In the text on the album Last Train to Lhasa, which label reissued the album on CD in 2002, please?

- Page extract:
□ □ □ □

Last Train to Lhasa is an album by Banco de Gaia which was released in 1995. It was released as double CD or triple LP. A "Special Limited" 3 CD/4 LP edition contained three additional remixes.

It is widely assumed that the album's techno and ambient compositions contain sampled chantings of the people of Tibet but in fact there is only one sampled Tibetan sound on the whole album.

The album reached No.31 in the UK's Album Charts. It would have entered the Top 30 but an error with the barcode on some copies led to not all sales being registered correctly. It did however still reach No.1 in the UK Independent Album Charts.

In 2002 the album was reissued on CD by Toby Marks's own Disco Gecko Recordings record label, and an expanded digital download version with extra tracks was made available in 2011. A new 4 CD Limited Edition version was released on June 21, 2015 to mark the album's 20th anniversary.

□ □ □ □

- Data shown:
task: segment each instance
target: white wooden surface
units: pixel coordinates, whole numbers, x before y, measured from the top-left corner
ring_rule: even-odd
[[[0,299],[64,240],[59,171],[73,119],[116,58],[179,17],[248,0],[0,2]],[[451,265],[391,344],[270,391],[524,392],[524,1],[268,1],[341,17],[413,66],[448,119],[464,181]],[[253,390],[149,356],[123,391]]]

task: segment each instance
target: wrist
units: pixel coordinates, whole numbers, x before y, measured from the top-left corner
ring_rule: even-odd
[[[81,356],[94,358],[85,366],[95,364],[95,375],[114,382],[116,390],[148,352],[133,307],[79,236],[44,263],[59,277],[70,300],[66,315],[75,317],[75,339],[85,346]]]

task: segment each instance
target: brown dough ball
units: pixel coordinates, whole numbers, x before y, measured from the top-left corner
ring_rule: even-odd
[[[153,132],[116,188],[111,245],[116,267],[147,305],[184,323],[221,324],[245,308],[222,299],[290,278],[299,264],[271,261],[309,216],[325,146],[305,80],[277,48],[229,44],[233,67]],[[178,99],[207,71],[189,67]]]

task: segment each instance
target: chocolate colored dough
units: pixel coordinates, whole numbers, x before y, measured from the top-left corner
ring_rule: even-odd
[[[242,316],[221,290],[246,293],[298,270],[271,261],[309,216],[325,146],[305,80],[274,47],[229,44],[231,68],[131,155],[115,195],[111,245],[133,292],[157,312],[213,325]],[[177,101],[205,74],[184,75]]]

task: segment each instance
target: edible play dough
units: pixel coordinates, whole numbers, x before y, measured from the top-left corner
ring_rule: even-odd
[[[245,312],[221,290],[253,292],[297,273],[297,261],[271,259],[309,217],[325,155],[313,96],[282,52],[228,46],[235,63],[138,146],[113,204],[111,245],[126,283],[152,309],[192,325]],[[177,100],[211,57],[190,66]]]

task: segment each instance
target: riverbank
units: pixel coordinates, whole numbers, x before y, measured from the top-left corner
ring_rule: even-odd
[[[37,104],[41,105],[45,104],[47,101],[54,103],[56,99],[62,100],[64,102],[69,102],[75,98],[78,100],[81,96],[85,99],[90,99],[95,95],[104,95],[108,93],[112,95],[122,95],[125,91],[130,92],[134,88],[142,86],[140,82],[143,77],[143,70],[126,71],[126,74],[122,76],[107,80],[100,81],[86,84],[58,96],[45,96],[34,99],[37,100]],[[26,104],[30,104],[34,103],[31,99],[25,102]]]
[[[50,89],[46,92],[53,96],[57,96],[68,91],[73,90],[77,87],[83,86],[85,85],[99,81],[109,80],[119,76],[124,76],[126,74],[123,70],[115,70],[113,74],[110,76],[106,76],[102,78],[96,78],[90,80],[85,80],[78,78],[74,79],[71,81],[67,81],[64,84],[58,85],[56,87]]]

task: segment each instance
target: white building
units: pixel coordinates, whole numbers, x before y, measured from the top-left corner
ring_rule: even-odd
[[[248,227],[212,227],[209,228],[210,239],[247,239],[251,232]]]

□ □ □ □

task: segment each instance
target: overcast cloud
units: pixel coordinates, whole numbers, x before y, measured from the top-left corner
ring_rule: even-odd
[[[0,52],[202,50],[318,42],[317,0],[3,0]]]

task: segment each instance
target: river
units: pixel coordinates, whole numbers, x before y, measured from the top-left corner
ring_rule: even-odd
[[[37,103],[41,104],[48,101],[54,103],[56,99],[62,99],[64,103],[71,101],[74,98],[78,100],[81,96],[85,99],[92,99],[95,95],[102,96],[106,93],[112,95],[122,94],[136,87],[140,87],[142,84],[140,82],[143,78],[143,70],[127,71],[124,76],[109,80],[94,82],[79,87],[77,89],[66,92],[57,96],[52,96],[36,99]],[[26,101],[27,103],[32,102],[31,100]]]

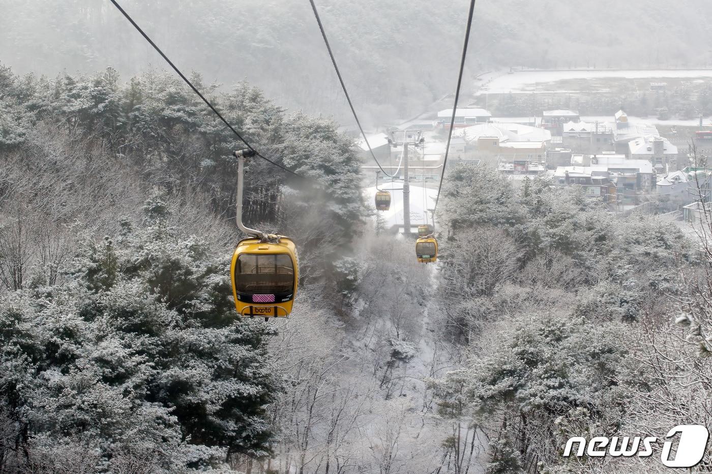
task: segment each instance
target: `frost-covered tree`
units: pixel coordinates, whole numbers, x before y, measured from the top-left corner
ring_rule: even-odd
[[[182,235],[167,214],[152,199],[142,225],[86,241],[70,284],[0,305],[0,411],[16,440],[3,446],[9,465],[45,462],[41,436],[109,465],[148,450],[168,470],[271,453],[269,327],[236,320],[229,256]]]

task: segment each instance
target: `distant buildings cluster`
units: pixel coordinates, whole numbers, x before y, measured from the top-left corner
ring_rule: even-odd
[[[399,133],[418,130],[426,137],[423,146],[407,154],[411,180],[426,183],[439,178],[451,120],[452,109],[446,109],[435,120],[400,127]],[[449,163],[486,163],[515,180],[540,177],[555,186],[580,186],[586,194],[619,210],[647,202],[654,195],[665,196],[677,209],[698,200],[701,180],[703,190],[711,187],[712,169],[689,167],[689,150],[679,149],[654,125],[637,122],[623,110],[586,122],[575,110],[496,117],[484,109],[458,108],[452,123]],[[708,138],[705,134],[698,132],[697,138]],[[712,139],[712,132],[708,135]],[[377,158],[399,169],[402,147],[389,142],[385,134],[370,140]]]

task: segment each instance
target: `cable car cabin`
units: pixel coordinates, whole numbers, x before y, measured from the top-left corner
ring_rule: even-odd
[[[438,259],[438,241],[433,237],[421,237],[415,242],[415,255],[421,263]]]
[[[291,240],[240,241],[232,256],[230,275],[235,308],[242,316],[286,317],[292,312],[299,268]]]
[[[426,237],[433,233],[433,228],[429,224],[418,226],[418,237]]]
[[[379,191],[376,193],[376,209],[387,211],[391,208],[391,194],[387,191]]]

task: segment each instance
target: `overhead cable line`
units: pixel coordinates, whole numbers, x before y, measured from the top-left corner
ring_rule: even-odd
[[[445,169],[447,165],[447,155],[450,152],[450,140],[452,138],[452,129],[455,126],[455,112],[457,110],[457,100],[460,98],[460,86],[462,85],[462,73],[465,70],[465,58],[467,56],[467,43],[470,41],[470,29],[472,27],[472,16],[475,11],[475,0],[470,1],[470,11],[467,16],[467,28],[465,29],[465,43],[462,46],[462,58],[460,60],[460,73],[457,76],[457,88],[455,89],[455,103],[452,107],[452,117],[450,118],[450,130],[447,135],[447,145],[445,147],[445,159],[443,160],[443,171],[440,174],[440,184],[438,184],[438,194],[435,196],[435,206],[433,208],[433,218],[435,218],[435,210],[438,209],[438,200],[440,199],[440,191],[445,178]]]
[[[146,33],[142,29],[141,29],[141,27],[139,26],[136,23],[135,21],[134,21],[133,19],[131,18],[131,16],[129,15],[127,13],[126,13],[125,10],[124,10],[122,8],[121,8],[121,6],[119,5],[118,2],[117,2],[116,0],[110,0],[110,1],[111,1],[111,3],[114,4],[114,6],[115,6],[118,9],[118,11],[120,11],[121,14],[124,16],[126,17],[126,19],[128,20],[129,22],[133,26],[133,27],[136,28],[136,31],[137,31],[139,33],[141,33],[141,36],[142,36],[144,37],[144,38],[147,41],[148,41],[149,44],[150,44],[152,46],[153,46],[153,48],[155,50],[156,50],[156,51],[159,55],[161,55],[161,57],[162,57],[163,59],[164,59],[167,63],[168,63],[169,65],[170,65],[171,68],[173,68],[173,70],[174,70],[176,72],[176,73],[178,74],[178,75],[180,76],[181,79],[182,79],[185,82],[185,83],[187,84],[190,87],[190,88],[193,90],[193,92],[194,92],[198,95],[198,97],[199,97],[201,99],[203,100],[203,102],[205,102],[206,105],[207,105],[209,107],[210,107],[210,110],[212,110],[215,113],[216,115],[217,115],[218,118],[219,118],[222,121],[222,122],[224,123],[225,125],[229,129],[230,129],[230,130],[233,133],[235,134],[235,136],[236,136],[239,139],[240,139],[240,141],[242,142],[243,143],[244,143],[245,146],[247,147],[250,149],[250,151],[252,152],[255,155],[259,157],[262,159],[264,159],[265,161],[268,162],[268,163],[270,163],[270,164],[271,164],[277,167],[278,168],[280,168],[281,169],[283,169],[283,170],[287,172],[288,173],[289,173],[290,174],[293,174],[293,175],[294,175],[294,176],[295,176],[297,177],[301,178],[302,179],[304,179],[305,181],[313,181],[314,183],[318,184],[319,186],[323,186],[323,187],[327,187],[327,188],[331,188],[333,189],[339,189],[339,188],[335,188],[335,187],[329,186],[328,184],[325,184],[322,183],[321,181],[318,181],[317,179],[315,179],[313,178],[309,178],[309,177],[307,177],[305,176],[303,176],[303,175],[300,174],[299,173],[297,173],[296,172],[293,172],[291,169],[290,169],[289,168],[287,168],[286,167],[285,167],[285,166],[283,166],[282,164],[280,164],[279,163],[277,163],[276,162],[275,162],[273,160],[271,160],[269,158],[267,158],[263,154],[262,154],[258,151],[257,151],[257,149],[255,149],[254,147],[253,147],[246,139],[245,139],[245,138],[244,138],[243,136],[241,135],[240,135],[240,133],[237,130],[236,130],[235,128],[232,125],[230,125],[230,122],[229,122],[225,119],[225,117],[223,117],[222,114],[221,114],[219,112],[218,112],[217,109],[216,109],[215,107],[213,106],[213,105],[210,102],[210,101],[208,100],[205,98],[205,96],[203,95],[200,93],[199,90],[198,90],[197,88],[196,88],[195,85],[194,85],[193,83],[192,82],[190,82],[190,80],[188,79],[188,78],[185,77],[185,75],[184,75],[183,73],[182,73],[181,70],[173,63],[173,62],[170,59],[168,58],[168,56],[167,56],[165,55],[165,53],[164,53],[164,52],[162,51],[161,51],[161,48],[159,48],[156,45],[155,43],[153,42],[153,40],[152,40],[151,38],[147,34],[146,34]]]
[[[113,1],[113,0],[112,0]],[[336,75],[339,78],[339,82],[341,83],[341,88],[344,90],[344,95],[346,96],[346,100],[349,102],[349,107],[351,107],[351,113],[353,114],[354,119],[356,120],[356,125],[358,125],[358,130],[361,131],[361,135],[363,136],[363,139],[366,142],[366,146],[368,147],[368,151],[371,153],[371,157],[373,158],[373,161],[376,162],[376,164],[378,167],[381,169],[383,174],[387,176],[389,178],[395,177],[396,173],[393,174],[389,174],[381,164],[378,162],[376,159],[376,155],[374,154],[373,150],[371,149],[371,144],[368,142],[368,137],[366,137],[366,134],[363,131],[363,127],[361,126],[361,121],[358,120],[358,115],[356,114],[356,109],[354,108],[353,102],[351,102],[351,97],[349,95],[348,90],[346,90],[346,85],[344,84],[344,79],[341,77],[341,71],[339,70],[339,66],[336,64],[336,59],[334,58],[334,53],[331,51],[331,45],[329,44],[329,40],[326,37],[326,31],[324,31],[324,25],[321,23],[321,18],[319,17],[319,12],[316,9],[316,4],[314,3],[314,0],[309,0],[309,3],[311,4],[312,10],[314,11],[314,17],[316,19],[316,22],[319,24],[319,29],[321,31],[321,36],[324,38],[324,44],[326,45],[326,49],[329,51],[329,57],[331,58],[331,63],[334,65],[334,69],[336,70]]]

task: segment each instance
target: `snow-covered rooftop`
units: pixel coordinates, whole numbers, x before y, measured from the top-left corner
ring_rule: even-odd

□ □ □ □

- Result below:
Toby Marks's own Disco Gecko Recordings label.